:: Stored rows ::

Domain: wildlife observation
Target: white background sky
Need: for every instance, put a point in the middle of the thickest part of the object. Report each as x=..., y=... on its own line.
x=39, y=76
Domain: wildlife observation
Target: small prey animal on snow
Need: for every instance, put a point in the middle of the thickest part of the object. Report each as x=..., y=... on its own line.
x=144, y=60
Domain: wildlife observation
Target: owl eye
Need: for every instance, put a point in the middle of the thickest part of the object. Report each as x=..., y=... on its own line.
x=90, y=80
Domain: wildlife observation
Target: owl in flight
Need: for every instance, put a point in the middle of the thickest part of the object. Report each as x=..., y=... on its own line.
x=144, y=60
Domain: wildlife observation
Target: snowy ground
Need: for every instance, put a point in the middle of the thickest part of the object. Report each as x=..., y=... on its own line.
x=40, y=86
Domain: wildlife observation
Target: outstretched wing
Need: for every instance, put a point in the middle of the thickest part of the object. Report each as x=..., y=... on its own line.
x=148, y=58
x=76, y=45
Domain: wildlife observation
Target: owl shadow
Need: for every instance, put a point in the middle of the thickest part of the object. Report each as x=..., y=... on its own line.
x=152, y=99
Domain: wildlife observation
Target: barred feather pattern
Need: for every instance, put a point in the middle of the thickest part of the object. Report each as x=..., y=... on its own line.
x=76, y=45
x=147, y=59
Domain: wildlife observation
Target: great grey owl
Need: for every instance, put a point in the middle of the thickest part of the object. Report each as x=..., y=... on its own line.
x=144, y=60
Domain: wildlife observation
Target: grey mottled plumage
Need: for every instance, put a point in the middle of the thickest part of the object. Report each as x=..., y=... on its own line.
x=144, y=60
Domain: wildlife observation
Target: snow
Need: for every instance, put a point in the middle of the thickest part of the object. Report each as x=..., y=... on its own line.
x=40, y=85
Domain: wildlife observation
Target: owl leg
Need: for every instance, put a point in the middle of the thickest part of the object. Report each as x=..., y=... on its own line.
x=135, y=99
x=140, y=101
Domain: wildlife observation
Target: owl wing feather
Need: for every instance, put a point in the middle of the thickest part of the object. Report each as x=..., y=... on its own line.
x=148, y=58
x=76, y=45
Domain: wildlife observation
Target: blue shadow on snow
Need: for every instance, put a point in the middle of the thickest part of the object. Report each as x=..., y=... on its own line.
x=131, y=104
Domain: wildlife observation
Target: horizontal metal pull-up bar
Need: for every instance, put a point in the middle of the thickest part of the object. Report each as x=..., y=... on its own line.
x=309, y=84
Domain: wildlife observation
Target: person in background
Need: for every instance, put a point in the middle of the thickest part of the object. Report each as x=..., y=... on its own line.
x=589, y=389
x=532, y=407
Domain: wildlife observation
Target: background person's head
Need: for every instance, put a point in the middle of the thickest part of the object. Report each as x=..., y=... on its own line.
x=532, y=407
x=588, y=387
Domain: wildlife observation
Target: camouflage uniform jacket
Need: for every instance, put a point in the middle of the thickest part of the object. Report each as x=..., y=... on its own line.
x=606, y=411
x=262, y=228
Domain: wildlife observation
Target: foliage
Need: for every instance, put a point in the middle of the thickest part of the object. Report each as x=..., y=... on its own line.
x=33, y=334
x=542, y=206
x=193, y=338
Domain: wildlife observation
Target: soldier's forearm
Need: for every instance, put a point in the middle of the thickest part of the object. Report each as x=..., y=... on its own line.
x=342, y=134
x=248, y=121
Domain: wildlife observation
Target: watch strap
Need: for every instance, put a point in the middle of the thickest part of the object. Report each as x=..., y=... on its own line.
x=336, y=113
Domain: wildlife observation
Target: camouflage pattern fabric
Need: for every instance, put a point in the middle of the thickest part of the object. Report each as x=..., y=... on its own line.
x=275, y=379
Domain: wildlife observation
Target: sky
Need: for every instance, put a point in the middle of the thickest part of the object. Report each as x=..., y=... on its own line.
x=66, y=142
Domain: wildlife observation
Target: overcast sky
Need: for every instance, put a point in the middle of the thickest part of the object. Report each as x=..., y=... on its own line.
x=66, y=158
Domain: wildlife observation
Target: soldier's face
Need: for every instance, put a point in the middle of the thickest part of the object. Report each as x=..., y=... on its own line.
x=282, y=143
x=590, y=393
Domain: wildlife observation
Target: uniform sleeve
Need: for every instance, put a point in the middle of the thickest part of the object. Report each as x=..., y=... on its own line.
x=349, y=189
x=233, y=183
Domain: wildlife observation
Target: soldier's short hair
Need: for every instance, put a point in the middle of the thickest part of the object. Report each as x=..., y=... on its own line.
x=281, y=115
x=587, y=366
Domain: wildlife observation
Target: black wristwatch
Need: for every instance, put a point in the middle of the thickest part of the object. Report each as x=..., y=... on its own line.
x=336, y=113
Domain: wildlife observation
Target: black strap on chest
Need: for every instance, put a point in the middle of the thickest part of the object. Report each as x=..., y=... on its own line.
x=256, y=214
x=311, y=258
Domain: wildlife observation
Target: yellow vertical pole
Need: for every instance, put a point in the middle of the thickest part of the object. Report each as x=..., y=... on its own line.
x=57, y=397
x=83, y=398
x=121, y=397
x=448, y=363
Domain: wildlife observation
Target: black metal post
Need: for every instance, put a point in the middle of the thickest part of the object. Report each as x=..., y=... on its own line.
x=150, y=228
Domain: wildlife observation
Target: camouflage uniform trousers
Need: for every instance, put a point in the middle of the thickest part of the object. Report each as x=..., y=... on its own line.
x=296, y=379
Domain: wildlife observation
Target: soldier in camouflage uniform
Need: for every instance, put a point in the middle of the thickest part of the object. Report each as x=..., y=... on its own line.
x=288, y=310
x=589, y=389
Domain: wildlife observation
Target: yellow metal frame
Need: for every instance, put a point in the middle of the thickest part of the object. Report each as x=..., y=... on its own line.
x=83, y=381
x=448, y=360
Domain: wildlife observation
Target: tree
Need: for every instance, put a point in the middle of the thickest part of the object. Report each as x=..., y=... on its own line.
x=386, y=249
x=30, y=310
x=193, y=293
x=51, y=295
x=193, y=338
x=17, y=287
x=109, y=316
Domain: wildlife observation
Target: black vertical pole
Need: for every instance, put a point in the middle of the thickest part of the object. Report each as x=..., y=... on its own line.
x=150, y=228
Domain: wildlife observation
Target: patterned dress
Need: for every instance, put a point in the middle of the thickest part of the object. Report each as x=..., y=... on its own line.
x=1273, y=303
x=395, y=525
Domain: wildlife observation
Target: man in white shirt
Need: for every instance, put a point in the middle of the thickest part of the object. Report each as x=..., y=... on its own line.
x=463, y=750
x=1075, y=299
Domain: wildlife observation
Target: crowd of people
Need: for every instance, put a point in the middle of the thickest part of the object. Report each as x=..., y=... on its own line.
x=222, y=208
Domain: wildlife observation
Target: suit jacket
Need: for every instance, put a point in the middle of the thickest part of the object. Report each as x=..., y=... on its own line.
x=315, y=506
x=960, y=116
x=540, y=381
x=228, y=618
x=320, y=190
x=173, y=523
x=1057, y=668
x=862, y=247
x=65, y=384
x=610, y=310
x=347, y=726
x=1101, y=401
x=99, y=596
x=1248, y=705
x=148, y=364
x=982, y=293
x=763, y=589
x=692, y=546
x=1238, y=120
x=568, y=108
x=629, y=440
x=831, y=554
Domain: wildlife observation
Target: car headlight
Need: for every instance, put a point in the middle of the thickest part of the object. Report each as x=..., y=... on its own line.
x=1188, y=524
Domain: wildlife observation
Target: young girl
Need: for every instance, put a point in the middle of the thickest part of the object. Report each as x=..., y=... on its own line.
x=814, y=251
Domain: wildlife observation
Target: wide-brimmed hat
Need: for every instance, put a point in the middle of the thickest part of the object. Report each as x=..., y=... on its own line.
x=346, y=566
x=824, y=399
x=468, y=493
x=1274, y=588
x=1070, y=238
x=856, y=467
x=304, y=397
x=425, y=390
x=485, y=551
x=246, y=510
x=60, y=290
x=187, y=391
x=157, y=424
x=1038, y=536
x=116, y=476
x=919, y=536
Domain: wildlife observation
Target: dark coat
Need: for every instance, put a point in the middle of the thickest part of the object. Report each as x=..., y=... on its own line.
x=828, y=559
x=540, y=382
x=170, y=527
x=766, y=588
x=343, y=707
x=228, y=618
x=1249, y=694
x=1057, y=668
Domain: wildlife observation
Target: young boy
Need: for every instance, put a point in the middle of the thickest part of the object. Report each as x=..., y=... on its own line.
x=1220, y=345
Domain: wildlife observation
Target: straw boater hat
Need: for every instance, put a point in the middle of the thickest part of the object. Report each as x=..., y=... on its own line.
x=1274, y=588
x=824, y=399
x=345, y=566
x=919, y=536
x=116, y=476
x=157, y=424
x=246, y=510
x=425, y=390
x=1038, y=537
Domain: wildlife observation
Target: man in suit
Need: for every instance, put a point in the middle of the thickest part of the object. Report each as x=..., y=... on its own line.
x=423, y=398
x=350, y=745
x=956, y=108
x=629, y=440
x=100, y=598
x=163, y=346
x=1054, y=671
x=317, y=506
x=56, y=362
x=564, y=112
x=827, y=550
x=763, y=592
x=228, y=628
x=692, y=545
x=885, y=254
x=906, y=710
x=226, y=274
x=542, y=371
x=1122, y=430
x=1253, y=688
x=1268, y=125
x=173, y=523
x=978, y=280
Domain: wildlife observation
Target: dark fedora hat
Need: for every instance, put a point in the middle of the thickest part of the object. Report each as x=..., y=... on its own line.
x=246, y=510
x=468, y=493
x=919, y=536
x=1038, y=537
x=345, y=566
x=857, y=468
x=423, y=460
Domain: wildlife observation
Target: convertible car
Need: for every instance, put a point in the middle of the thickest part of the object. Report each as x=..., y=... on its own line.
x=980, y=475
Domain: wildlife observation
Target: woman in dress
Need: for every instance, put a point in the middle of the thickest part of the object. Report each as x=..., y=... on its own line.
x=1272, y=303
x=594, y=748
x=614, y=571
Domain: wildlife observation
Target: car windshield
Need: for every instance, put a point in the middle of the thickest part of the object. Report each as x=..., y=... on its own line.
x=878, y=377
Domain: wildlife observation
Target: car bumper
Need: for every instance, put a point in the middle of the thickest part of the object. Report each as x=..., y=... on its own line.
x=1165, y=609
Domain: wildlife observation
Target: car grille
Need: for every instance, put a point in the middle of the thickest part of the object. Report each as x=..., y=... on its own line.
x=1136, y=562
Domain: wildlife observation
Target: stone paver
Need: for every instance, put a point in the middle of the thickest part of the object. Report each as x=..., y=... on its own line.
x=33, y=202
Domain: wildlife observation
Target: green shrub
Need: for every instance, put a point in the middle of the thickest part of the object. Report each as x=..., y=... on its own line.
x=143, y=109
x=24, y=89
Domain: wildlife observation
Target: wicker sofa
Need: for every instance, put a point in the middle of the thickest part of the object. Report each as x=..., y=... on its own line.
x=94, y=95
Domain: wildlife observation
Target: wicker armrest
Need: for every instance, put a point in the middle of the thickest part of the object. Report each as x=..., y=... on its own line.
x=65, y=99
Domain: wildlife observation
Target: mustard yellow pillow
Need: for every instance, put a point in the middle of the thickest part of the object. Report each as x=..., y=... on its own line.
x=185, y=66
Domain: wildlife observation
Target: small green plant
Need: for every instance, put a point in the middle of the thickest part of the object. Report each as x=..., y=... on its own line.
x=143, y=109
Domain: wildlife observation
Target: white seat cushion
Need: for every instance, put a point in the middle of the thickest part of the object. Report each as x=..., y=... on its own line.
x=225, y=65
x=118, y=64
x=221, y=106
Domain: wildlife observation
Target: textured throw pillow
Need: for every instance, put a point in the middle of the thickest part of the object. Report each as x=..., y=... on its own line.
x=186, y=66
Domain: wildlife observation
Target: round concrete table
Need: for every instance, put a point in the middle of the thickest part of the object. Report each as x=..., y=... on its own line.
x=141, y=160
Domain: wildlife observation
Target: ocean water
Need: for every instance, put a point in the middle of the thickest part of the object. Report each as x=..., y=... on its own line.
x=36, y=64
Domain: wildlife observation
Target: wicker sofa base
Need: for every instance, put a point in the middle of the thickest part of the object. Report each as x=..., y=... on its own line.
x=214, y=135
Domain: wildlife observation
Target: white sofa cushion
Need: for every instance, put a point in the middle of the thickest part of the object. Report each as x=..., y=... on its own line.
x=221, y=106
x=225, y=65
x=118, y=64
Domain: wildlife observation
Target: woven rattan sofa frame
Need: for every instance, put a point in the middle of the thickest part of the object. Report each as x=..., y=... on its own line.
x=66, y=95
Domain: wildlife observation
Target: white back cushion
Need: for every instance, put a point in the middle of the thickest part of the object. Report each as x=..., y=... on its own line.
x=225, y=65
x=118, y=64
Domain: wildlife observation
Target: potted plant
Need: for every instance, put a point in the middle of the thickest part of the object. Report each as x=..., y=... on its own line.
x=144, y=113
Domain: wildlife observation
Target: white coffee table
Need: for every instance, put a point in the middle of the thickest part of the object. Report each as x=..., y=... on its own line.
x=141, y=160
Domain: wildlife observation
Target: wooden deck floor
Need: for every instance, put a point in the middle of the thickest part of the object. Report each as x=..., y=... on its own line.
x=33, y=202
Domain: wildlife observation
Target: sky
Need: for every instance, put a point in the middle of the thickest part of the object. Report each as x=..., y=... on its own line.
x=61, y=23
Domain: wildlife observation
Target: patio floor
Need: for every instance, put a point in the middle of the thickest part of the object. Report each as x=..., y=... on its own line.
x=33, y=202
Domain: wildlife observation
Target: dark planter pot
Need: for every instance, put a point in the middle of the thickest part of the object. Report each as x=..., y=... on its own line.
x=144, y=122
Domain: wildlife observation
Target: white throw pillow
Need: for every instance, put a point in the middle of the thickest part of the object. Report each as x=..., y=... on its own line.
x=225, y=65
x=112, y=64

:::

### [Given task]
Count how many lines in the entries above contain the word "person". Reply with the number alone.

### [Solved problem]
2